Stated task ▸ Return all of the entries exactly as written.

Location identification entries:
---------------

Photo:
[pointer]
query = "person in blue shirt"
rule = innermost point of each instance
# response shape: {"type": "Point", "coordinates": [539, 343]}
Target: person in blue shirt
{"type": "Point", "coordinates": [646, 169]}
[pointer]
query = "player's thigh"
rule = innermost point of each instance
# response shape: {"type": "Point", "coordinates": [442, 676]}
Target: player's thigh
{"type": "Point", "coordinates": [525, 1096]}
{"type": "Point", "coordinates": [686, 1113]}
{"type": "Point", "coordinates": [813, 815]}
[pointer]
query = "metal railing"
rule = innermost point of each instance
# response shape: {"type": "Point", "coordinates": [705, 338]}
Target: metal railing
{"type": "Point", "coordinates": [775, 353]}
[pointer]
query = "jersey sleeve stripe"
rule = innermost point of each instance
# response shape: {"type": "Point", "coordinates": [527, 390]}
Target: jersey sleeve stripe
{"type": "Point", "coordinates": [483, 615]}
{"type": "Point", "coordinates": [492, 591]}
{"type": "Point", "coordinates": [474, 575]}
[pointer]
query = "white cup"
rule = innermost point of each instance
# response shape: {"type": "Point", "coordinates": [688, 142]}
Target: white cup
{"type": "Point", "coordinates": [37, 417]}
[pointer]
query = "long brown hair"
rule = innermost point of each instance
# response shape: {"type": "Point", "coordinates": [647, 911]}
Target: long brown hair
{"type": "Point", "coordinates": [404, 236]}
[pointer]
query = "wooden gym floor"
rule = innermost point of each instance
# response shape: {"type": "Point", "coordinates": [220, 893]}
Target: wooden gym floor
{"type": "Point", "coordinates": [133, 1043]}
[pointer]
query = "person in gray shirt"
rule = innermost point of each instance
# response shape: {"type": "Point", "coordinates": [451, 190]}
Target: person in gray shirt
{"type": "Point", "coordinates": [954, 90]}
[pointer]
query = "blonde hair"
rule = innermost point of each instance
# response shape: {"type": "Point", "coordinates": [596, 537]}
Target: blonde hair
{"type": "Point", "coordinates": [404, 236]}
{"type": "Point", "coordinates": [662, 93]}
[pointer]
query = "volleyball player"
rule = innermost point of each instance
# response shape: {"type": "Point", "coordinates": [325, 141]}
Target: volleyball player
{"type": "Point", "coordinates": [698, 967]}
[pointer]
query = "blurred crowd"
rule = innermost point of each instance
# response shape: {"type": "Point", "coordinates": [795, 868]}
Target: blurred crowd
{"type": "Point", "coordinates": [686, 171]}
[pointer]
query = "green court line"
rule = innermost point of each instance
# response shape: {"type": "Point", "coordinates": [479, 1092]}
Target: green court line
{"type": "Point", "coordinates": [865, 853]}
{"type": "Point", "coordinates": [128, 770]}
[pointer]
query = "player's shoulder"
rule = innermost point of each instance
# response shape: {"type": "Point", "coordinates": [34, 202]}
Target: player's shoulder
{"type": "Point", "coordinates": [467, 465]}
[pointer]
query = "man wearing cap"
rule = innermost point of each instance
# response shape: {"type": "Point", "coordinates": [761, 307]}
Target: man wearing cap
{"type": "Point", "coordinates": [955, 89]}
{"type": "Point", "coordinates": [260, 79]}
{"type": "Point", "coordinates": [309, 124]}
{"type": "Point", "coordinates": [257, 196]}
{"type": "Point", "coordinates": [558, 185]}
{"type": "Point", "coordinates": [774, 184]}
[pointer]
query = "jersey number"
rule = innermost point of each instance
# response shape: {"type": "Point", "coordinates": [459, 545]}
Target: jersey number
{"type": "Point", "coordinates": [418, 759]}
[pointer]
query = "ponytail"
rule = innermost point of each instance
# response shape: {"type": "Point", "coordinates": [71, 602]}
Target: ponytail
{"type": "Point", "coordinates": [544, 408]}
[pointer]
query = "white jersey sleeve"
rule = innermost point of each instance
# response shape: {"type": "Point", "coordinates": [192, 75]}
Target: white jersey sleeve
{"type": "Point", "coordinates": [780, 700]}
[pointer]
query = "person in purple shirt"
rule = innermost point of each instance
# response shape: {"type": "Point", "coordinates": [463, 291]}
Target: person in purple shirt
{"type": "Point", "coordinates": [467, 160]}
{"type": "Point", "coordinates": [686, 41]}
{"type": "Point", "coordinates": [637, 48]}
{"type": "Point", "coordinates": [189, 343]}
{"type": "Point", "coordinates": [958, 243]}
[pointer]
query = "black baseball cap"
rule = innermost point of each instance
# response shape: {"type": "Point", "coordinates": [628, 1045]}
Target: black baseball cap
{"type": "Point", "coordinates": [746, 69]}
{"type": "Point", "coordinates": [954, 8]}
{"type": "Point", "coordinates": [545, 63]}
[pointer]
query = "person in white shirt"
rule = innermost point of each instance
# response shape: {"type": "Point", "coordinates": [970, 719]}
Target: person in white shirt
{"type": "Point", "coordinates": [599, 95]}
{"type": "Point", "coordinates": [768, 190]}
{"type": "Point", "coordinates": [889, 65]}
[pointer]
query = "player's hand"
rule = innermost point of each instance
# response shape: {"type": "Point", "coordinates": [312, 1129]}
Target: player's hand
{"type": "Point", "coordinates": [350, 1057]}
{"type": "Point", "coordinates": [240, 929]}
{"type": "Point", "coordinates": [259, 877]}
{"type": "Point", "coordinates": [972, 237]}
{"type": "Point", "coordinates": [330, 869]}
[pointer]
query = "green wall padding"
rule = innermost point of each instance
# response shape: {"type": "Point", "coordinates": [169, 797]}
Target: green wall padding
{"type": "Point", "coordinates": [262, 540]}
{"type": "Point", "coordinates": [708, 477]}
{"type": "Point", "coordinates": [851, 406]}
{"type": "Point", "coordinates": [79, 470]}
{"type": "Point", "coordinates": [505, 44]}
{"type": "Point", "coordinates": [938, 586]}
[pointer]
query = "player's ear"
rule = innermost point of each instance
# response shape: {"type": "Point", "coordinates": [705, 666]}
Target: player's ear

---------------

Full solution ▸
Photo:
[pointer]
query = "person in blue shirt"
rule = innermost point of each instance
# response shape: {"type": "Point", "coordinates": [539, 343]}
Target: person in blue shirt
{"type": "Point", "coordinates": [646, 169]}
[pointer]
query = "player's thigh"
rule = innermost point of each instance
# response shape: {"type": "Point", "coordinates": [442, 676]}
Target: player's thigh
{"type": "Point", "coordinates": [525, 1096]}
{"type": "Point", "coordinates": [686, 1113]}
{"type": "Point", "coordinates": [813, 815]}
[pointer]
query = "metal railing"
rule = innermost point of each instance
# response shape: {"type": "Point", "coordinates": [705, 338]}
Target: metal railing
{"type": "Point", "coordinates": [775, 353]}
[pointer]
query = "jersey sleeve stripe"
rule = innermost point of each instance
# response shape: {"type": "Point", "coordinates": [527, 390]}
Target: jersey sleeve stripe
{"type": "Point", "coordinates": [483, 615]}
{"type": "Point", "coordinates": [492, 591]}
{"type": "Point", "coordinates": [474, 575]}
[pointer]
query = "white cup"
rule = innermost point of each instance
# response shape: {"type": "Point", "coordinates": [688, 142]}
Target: white cup
{"type": "Point", "coordinates": [37, 417]}
[pointer]
query = "long brown hair"
rule = innermost point of each instance
# response shape: {"type": "Point", "coordinates": [647, 911]}
Target: long brown hair
{"type": "Point", "coordinates": [404, 236]}
[pointer]
query = "wooden gym floor"
rule = innermost point of each instance
# response shape: {"type": "Point", "coordinates": [220, 893]}
Target: wooden gym floor
{"type": "Point", "coordinates": [133, 1043]}
[pointer]
query = "person in gray shirt"
rule = innermost point of each instance
# response shape: {"type": "Point", "coordinates": [451, 190]}
Target: person in gray shirt
{"type": "Point", "coordinates": [954, 90]}
[pointer]
query = "blonde hair"
rule = innermost point of each instance
# response shape: {"type": "Point", "coordinates": [596, 537]}
Target: blonde hair
{"type": "Point", "coordinates": [404, 236]}
{"type": "Point", "coordinates": [662, 93]}
[pointer]
query = "volleyball player"
rule = innermost point of each instance
# response shape: {"type": "Point", "coordinates": [325, 141]}
Target: volleyball player
{"type": "Point", "coordinates": [698, 967]}
[pointer]
query = "blurred crowd"
rule = innermost point of each instance
# response shape: {"type": "Point", "coordinates": [795, 868]}
Target: blurred crowd
{"type": "Point", "coordinates": [686, 171]}
[pointer]
query = "green court line"
rule = innermost point of each instance
# response shape: {"type": "Point", "coordinates": [479, 1092]}
Target: green court line
{"type": "Point", "coordinates": [865, 853]}
{"type": "Point", "coordinates": [128, 770]}
[pointer]
query = "player's shoulder"
rule = innermost point of each instance
# response shape: {"type": "Point", "coordinates": [34, 202]}
Target: player's shoulder
{"type": "Point", "coordinates": [467, 465]}
[pointer]
query = "man wearing cap"
rule = innermost point of each instance
# response shape: {"type": "Point", "coordinates": [761, 307]}
Target: man wearing cap
{"type": "Point", "coordinates": [955, 89]}
{"type": "Point", "coordinates": [260, 79]}
{"type": "Point", "coordinates": [309, 124]}
{"type": "Point", "coordinates": [257, 196]}
{"type": "Point", "coordinates": [558, 185]}
{"type": "Point", "coordinates": [774, 184]}
[pointer]
query = "jersey number"
rule = innermost point of each instance
# response shape: {"type": "Point", "coordinates": [459, 545]}
Target: jersey number
{"type": "Point", "coordinates": [418, 759]}
[pointer]
query = "ponytail"
rule = innermost point of each instance
# response shape: {"type": "Point", "coordinates": [71, 602]}
Target: ponytail
{"type": "Point", "coordinates": [544, 408]}
[pointer]
query = "white jersey sleeve"
rule = innermost point of each instance
# response shape: {"type": "Point", "coordinates": [192, 75]}
Target: white jersey sleeve
{"type": "Point", "coordinates": [780, 700]}
[pointer]
query = "person in purple shirt"
rule = innermost point of each instance
# response shape: {"type": "Point", "coordinates": [463, 291]}
Target: person in purple shirt
{"type": "Point", "coordinates": [467, 160]}
{"type": "Point", "coordinates": [686, 41]}
{"type": "Point", "coordinates": [637, 48]}
{"type": "Point", "coordinates": [189, 343]}
{"type": "Point", "coordinates": [958, 243]}
[pointer]
query = "black baseball cap"
rule = innermost point of each instance
# response shape: {"type": "Point", "coordinates": [628, 1045]}
Target: black baseball cap
{"type": "Point", "coordinates": [746, 69]}
{"type": "Point", "coordinates": [954, 8]}
{"type": "Point", "coordinates": [545, 63]}
[pointer]
query = "person in white shirt"
rule = innermost point of each instance
# response shape: {"type": "Point", "coordinates": [970, 719]}
Target: person in white shirt
{"type": "Point", "coordinates": [599, 95]}
{"type": "Point", "coordinates": [768, 190]}
{"type": "Point", "coordinates": [889, 65]}
[pointer]
query = "player's hand"
rule = innermost point of each instance
# response shape: {"type": "Point", "coordinates": [312, 1129]}
Target: player's hand
{"type": "Point", "coordinates": [350, 1057]}
{"type": "Point", "coordinates": [240, 929]}
{"type": "Point", "coordinates": [259, 877]}
{"type": "Point", "coordinates": [972, 237]}
{"type": "Point", "coordinates": [330, 869]}
[pointer]
query = "green wall padding"
rule = innermost point of each instance
# response shape: {"type": "Point", "coordinates": [169, 797]}
Target: green wall padding
{"type": "Point", "coordinates": [262, 540]}
{"type": "Point", "coordinates": [708, 477]}
{"type": "Point", "coordinates": [851, 406]}
{"type": "Point", "coordinates": [79, 470]}
{"type": "Point", "coordinates": [505, 44]}
{"type": "Point", "coordinates": [938, 586]}
[pointer]
query = "player's ear"
rule = innermost point of each instance
# response shape: {"type": "Point", "coordinates": [705, 666]}
Target: player's ear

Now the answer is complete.